Edit the rows below so that every "instance" becomes "occurrence", and leave everything else in them unchanged.
★ ★ ★ ★
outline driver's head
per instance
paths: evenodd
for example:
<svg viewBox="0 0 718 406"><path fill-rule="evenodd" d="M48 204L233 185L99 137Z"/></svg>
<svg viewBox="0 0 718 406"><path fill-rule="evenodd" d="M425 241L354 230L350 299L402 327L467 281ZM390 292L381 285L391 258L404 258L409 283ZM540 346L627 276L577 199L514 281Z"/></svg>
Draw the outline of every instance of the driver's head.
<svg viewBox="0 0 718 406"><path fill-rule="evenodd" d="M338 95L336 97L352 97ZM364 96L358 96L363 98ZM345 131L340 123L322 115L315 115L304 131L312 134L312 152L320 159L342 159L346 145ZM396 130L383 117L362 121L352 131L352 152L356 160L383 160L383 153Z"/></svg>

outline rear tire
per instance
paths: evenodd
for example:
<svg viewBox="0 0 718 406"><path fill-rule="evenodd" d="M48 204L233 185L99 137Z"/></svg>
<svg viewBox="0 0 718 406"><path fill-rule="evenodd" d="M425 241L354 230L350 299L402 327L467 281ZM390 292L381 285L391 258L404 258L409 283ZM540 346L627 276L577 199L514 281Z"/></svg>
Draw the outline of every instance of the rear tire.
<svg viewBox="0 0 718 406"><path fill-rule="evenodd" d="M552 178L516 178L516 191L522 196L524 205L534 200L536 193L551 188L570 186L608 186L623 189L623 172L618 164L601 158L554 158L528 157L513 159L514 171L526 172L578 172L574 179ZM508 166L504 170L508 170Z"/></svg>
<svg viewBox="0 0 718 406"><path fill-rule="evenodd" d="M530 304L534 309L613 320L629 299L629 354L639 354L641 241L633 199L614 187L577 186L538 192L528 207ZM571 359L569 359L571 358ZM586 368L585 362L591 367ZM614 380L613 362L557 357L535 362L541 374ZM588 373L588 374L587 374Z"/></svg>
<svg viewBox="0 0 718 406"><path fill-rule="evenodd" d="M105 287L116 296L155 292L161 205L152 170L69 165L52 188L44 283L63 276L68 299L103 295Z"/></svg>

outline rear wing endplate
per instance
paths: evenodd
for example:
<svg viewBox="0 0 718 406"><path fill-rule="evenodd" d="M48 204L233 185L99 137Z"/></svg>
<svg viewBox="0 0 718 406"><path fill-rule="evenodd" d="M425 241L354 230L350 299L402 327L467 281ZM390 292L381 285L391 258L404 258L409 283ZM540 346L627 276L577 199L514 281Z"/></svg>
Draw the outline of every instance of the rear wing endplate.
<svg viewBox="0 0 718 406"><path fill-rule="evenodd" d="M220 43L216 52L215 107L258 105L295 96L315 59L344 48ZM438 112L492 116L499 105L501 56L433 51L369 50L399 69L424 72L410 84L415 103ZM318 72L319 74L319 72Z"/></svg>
★ ★ ★ ★
THE SOLUTION |
outline driver's head
per occurrence
paths: evenodd
for example:
<svg viewBox="0 0 718 406"><path fill-rule="evenodd" d="M48 204L233 185L99 137Z"/></svg>
<svg viewBox="0 0 718 406"><path fill-rule="evenodd" d="M425 241L354 230L350 299L402 327L467 281ZM390 292L381 285L391 258L404 258L409 283ZM540 346L627 276L577 199L514 281Z"/></svg>
Draw the outline of every occurrence of the driver's head.
<svg viewBox="0 0 718 406"><path fill-rule="evenodd" d="M338 95L336 97L352 97ZM364 96L358 96L363 98ZM345 131L340 123L322 115L315 115L304 131L312 134L312 152L320 159L342 159L346 145ZM396 130L383 117L362 121L352 131L352 152L356 160L383 160L383 153Z"/></svg>

outline rear tire
per occurrence
paths: evenodd
for example:
<svg viewBox="0 0 718 406"><path fill-rule="evenodd" d="M48 204L233 185L99 137Z"/></svg>
<svg viewBox="0 0 718 406"><path fill-rule="evenodd" d="M425 241L354 230L350 299L402 327L467 281ZM390 292L381 285L391 258L404 258L409 283ZM540 346L627 276L577 199L514 281Z"/></svg>
Draw the outline of every occurrence of the rear tire.
<svg viewBox="0 0 718 406"><path fill-rule="evenodd" d="M552 178L516 178L516 191L522 196L524 205L534 200L536 193L551 188L570 186L608 186L623 189L623 172L618 164L601 158L554 158L528 157L513 159L514 171L526 172L578 172L574 179ZM508 166L504 170L508 170Z"/></svg>
<svg viewBox="0 0 718 406"><path fill-rule="evenodd" d="M530 304L534 309L613 320L629 299L629 354L639 354L641 241L633 199L614 187L577 186L538 192L528 207ZM571 359L569 359L571 358ZM586 368L585 362L591 367ZM614 380L613 362L557 357L535 362L541 374ZM588 373L588 374L587 374Z"/></svg>
<svg viewBox="0 0 718 406"><path fill-rule="evenodd" d="M105 287L116 296L155 292L161 205L152 170L69 165L52 188L44 283L63 276L68 299L103 295Z"/></svg>

outline rear wing endplate
per occurrence
paths: evenodd
for example:
<svg viewBox="0 0 718 406"><path fill-rule="evenodd" d="M48 204L233 185L99 137Z"/></svg>
<svg viewBox="0 0 718 406"><path fill-rule="evenodd" d="M425 241L354 230L350 299L402 327L467 281ZM390 292L381 285L391 258L404 258L409 283ZM540 346L627 276L577 199L514 281Z"/></svg>
Draw the outline of every occurrence of the rear wing endplate.
<svg viewBox="0 0 718 406"><path fill-rule="evenodd" d="M220 43L216 52L215 107L258 105L295 96L315 59L344 48ZM438 112L492 116L499 105L501 56L433 51L369 50L399 69L424 72L410 84L415 103ZM318 72L319 74L319 72Z"/></svg>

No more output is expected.